§ YOUR GOAL
Scan the entries that follow and give only the number of lines containing "around".

§ THE INPUT

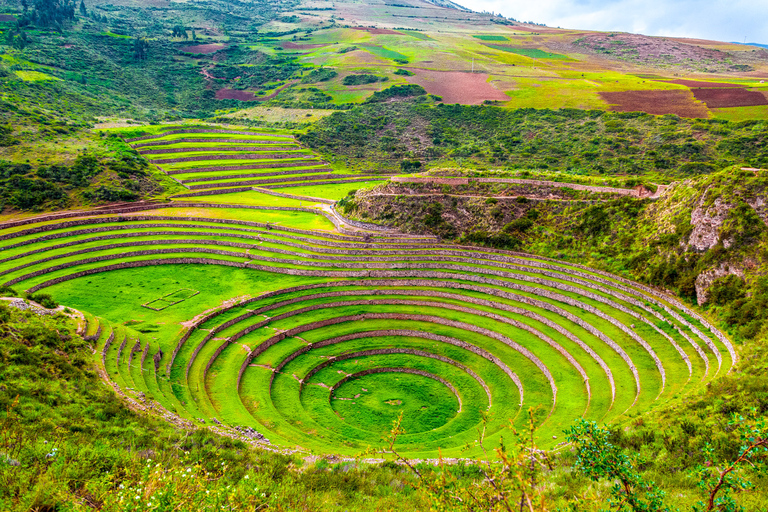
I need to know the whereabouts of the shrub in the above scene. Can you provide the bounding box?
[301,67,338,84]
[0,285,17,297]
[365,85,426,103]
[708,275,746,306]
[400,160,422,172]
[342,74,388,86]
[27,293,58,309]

...

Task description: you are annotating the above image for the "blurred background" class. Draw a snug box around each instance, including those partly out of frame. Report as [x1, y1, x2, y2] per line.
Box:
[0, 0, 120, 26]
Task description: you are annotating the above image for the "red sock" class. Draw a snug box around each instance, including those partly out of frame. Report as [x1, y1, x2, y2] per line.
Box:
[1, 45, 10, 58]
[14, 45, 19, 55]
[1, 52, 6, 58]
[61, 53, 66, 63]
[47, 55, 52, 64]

§ SOLVED EXERCISE
2